#### Supplied data ####

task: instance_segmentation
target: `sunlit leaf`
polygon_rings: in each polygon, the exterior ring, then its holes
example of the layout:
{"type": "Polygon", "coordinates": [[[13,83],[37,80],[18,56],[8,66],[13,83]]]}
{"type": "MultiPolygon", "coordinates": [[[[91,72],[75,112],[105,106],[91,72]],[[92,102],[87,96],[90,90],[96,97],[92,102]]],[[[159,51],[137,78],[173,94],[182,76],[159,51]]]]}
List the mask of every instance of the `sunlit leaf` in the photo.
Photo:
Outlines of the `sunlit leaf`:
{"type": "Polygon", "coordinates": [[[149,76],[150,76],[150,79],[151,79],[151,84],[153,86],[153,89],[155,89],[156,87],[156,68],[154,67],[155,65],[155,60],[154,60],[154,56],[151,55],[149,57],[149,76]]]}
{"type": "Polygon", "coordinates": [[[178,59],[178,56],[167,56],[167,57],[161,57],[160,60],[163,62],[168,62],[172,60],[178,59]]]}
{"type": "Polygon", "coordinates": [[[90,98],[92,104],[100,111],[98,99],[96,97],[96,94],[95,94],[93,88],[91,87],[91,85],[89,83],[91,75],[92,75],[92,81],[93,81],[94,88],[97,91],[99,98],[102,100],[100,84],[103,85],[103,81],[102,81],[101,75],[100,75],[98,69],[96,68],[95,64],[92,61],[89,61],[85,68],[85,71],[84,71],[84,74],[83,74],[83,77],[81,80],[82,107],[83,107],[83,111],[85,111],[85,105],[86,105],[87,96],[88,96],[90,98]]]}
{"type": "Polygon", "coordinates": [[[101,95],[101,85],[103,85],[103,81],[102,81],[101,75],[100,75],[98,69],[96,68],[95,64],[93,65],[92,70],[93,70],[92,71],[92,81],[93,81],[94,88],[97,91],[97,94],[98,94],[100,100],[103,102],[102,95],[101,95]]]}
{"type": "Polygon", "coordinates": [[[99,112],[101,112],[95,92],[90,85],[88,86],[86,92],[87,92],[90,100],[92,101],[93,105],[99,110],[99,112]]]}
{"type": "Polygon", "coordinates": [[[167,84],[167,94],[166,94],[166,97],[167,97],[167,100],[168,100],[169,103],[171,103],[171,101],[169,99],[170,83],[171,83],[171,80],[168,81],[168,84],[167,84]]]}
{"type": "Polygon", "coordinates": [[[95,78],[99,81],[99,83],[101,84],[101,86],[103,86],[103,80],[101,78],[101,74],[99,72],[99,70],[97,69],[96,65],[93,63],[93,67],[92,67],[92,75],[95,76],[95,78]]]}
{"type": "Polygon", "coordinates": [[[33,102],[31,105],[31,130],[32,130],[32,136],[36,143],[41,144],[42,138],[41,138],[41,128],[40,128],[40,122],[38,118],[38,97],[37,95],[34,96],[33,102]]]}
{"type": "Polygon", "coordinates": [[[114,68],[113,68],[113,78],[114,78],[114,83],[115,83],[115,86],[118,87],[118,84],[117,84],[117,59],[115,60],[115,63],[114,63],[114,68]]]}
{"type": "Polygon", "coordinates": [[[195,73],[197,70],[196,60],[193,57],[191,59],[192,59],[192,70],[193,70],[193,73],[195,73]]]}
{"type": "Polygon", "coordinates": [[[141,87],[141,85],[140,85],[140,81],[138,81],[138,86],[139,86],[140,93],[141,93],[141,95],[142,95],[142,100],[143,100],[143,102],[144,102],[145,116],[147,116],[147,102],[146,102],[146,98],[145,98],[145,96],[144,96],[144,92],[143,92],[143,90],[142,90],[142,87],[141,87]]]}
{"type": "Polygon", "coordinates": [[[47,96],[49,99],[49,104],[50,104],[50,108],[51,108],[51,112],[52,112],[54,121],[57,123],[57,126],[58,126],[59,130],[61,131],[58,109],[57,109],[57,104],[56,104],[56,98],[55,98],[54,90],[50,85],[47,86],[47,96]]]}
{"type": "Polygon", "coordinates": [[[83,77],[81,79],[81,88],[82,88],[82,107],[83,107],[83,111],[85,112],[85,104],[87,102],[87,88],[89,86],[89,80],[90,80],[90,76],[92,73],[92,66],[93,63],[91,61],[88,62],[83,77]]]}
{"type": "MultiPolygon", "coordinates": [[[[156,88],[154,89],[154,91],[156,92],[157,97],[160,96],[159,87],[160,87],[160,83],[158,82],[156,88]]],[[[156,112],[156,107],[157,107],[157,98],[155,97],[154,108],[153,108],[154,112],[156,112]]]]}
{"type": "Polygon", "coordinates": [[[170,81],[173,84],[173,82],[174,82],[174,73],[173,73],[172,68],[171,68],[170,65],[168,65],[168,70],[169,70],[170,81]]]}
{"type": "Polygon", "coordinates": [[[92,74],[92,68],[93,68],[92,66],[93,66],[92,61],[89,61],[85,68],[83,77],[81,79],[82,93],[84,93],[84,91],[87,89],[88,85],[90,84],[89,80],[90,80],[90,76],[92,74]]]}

####

Task details —
Line by line, the listing above is to be transcribed exactly.

Exercise solution —
task: instance_segmentation
target: `sunlit leaf`
polygon_rings: in each polygon, the exterior ring, then its holes
example of the layout:
{"type": "Polygon", "coordinates": [[[13,83],[37,80],[18,56],[8,66],[13,83]]]}
{"type": "MultiPolygon", "coordinates": [[[[91,72],[75,112],[105,106],[91,72]],[[92,102],[87,96],[90,90],[96,97],[92,102]]],[[[159,51],[137,78],[173,94],[182,76],[159,51]]]]}
List the mask of every instance of the `sunlit leaf` in the photo.
Photo:
Outlines of the `sunlit leaf`:
{"type": "Polygon", "coordinates": [[[149,76],[150,76],[150,79],[151,79],[151,84],[153,86],[153,89],[155,89],[156,87],[156,68],[154,67],[155,65],[155,60],[154,60],[154,56],[151,55],[149,57],[149,76]]]}
{"type": "Polygon", "coordinates": [[[178,59],[178,56],[167,56],[167,57],[161,57],[160,60],[163,62],[168,62],[172,60],[178,59]]]}
{"type": "Polygon", "coordinates": [[[90,98],[92,104],[100,111],[98,99],[96,97],[96,94],[95,94],[93,88],[91,87],[91,85],[89,83],[91,75],[92,75],[92,81],[93,81],[94,88],[97,91],[99,98],[102,100],[100,84],[103,85],[103,81],[102,81],[101,75],[100,75],[98,69],[96,68],[95,64],[92,61],[89,61],[85,68],[85,71],[84,71],[84,74],[83,74],[83,77],[81,80],[82,107],[83,107],[83,111],[85,111],[85,105],[86,105],[87,96],[88,96],[90,98]]]}
{"type": "Polygon", "coordinates": [[[101,95],[101,85],[103,85],[103,81],[102,81],[101,75],[100,75],[98,69],[96,68],[95,64],[93,65],[92,70],[93,70],[92,71],[92,81],[93,81],[94,88],[97,91],[97,94],[98,94],[100,100],[103,102],[102,95],[101,95]]]}
{"type": "Polygon", "coordinates": [[[99,112],[101,112],[95,92],[90,85],[88,86],[86,92],[87,92],[90,100],[92,101],[93,105],[99,110],[99,112]]]}
{"type": "Polygon", "coordinates": [[[167,84],[167,94],[166,94],[166,97],[167,97],[167,100],[168,100],[169,103],[171,103],[171,101],[169,99],[170,83],[171,83],[171,80],[168,81],[168,84],[167,84]]]}
{"type": "Polygon", "coordinates": [[[95,78],[99,81],[99,83],[101,84],[101,86],[103,86],[103,80],[101,78],[101,74],[99,72],[99,70],[97,69],[96,65],[93,63],[93,67],[92,67],[92,75],[95,76],[95,78]]]}
{"type": "Polygon", "coordinates": [[[33,102],[31,105],[31,130],[32,130],[32,136],[36,143],[41,144],[42,138],[41,138],[41,128],[40,128],[40,122],[38,118],[38,97],[37,95],[34,96],[33,102]]]}
{"type": "Polygon", "coordinates": [[[114,68],[113,68],[113,78],[114,78],[114,83],[115,83],[115,86],[118,87],[118,84],[117,84],[117,59],[115,60],[115,63],[114,63],[114,68]]]}
{"type": "Polygon", "coordinates": [[[195,73],[197,70],[196,60],[193,57],[191,59],[192,59],[192,70],[193,70],[193,73],[195,73]]]}
{"type": "Polygon", "coordinates": [[[141,87],[141,85],[140,85],[140,81],[138,81],[138,86],[139,86],[140,93],[141,93],[141,95],[142,95],[142,100],[143,100],[143,102],[144,102],[145,116],[147,116],[147,102],[146,102],[146,98],[145,98],[145,96],[144,96],[144,92],[143,92],[143,90],[142,90],[142,87],[141,87]]]}
{"type": "Polygon", "coordinates": [[[47,96],[49,99],[49,104],[50,104],[50,108],[51,108],[51,112],[52,112],[54,121],[57,123],[57,126],[58,126],[59,130],[61,131],[58,109],[57,109],[57,104],[56,104],[56,98],[55,98],[54,90],[50,85],[47,86],[47,96]]]}
{"type": "Polygon", "coordinates": [[[83,77],[81,79],[81,88],[82,88],[82,107],[83,107],[83,111],[85,112],[85,104],[87,102],[87,88],[89,86],[89,80],[90,80],[90,76],[92,73],[92,66],[93,63],[91,61],[88,62],[83,77]]]}
{"type": "MultiPolygon", "coordinates": [[[[156,88],[154,89],[154,91],[156,92],[157,97],[160,96],[159,87],[160,87],[160,83],[158,82],[156,88]]],[[[156,112],[156,107],[157,107],[157,98],[155,97],[154,108],[153,108],[154,112],[156,112]]]]}
{"type": "Polygon", "coordinates": [[[170,81],[173,84],[173,82],[174,82],[174,73],[173,73],[172,68],[171,68],[170,65],[168,65],[168,70],[169,70],[170,81]]]}
{"type": "Polygon", "coordinates": [[[92,74],[92,68],[93,68],[92,66],[93,66],[92,61],[89,61],[85,68],[83,77],[81,79],[82,93],[84,93],[84,91],[87,89],[88,85],[90,84],[89,80],[90,80],[90,76],[92,74]]]}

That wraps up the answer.